Raw records:
______
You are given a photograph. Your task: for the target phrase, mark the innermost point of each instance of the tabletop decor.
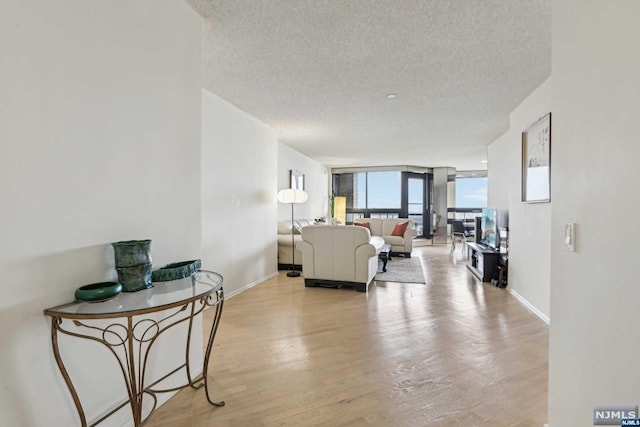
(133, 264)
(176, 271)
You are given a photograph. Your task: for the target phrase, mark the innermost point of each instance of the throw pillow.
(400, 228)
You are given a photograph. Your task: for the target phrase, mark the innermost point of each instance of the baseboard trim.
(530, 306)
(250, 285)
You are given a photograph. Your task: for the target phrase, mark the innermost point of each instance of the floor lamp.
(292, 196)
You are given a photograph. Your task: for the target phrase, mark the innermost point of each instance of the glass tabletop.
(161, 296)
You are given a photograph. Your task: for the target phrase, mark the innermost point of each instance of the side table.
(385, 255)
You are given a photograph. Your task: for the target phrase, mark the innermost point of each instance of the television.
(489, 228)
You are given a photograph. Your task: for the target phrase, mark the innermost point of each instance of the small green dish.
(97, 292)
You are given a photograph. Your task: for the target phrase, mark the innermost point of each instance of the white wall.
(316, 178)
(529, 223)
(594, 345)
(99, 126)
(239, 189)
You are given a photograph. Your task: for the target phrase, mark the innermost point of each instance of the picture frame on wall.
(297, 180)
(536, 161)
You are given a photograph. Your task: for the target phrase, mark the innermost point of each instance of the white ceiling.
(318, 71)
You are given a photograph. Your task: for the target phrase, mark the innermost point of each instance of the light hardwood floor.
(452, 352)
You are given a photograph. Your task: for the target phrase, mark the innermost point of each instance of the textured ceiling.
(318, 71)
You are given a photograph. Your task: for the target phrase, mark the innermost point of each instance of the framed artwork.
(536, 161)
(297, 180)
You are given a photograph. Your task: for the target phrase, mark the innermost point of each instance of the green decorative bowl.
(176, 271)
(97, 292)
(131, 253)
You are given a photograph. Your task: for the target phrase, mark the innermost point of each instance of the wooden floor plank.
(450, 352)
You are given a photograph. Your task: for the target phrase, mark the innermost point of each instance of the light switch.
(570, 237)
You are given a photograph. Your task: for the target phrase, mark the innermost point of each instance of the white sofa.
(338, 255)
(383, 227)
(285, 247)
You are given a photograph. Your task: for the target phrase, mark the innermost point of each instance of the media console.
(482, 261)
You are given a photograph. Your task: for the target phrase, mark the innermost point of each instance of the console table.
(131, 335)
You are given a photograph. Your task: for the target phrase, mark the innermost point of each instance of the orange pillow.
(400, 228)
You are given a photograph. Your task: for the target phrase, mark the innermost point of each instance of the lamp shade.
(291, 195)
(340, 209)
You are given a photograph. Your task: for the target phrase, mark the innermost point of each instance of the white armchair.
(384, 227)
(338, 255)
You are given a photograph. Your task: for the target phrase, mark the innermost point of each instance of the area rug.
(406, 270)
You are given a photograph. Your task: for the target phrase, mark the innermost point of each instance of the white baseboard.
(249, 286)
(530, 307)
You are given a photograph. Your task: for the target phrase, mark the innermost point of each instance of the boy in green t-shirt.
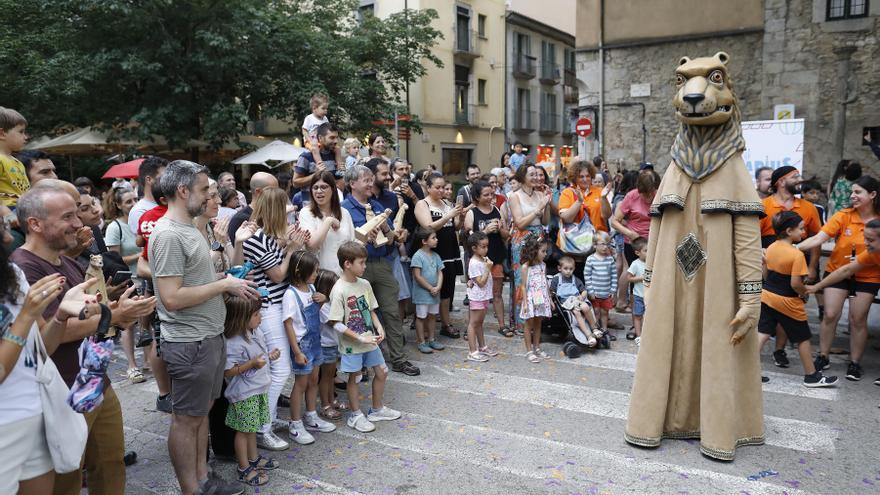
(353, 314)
______
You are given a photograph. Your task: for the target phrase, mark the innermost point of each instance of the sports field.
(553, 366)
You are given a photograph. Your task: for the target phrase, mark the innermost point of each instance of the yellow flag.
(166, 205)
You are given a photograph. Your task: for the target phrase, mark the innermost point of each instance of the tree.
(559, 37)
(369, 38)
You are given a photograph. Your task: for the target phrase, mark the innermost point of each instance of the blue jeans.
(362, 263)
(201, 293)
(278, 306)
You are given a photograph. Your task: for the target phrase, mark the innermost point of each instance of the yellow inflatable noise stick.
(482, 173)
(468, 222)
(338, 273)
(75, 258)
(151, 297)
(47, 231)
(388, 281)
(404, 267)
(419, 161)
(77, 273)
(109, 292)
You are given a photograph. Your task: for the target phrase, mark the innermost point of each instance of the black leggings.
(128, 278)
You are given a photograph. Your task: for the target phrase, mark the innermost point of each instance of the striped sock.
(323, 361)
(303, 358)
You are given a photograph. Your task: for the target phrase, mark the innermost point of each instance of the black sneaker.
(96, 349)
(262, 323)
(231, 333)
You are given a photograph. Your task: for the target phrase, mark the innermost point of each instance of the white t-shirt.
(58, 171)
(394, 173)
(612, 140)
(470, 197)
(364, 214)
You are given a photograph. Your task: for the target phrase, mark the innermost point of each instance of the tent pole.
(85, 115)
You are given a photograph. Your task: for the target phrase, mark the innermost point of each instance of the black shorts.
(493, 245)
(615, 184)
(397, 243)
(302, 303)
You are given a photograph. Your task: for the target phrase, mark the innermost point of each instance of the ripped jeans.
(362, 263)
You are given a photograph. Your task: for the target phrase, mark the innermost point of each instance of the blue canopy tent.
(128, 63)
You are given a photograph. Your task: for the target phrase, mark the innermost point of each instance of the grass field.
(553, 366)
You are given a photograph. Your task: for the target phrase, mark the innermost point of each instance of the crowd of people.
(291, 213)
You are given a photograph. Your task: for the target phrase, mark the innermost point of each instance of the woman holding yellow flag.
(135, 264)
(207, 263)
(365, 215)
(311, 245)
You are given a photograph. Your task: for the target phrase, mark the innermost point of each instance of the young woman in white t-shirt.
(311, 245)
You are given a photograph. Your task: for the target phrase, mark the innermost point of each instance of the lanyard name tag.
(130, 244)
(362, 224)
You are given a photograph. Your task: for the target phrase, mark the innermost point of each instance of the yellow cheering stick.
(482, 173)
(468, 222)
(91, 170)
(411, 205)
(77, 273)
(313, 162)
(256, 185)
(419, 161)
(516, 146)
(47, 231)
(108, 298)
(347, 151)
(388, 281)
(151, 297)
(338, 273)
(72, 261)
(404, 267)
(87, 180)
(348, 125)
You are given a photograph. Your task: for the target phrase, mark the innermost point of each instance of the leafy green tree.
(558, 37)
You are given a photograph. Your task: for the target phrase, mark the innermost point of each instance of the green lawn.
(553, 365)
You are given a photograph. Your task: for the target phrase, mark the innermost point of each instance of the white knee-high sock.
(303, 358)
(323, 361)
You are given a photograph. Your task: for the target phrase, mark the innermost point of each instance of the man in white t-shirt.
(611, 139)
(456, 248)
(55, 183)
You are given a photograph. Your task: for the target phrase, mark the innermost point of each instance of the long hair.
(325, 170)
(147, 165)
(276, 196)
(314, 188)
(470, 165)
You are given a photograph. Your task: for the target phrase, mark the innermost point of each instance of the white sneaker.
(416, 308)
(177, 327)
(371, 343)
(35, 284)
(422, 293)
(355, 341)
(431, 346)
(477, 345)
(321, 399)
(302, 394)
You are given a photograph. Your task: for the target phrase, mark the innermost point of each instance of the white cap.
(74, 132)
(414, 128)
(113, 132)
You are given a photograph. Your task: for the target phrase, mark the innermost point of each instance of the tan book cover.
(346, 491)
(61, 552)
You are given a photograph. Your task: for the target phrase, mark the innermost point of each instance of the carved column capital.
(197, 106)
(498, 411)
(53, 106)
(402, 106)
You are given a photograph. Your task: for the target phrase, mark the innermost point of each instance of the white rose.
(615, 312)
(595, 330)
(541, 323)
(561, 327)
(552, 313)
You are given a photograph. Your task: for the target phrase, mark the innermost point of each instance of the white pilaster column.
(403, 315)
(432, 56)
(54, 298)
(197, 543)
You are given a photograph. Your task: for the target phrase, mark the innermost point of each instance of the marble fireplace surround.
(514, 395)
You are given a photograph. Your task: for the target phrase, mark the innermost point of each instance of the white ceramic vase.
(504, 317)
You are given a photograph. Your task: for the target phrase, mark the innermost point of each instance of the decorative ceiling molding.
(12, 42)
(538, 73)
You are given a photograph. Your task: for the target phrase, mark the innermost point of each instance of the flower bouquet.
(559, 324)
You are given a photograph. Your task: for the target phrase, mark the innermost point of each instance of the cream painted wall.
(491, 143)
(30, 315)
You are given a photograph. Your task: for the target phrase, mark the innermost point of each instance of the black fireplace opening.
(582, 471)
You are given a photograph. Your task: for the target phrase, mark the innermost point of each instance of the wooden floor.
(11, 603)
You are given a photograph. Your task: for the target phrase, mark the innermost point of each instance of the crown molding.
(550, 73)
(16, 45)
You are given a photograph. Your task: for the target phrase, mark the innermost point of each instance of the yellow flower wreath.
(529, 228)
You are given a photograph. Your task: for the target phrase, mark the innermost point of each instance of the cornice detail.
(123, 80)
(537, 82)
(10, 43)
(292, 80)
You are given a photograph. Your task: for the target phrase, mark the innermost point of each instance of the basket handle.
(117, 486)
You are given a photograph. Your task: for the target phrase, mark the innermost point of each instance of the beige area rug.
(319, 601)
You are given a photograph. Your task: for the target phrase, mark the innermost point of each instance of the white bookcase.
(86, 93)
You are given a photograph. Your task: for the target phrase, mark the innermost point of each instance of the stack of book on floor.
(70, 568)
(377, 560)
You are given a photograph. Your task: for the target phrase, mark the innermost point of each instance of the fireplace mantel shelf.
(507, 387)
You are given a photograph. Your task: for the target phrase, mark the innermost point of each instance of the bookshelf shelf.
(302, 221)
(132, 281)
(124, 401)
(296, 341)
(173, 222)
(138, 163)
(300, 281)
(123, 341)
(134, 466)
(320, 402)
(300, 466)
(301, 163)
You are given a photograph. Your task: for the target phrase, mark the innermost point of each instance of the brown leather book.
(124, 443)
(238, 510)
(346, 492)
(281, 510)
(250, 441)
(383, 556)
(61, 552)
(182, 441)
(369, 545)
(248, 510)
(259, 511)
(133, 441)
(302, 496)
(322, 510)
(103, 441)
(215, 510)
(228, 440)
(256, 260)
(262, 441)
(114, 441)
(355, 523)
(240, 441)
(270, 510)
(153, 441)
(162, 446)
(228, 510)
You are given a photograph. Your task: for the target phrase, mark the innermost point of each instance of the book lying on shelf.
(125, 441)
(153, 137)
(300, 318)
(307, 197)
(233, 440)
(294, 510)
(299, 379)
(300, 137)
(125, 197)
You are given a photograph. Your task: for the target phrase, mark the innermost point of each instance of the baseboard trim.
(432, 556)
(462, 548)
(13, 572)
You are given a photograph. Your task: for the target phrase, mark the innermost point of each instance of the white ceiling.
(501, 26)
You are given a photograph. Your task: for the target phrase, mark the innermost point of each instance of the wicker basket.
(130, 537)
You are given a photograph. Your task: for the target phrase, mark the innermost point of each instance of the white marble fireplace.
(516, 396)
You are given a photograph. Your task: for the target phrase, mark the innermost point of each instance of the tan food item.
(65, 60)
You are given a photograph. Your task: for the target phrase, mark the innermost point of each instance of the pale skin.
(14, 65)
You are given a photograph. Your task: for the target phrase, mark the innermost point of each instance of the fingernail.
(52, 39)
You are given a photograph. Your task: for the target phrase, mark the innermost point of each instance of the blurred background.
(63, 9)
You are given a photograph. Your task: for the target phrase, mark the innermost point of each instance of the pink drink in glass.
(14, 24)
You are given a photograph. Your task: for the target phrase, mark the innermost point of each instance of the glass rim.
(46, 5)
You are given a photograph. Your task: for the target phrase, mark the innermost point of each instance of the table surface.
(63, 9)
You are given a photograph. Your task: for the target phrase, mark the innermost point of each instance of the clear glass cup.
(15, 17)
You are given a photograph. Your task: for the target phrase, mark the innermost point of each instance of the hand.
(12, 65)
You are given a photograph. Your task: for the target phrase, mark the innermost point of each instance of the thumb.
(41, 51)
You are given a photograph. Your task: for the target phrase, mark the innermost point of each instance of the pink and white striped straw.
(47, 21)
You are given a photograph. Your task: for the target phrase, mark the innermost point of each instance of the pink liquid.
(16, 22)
______
Extract every line from the records above that contains the string "stick".

__Written solution__.
You are given a photograph. Your task: for the target phrase, mark the innermost point of each instance of the yellow inflatable noise stick.
You are given a photograph. Your task: for the target phrase, mark the innermost point of each instance of the yellow cheering stick.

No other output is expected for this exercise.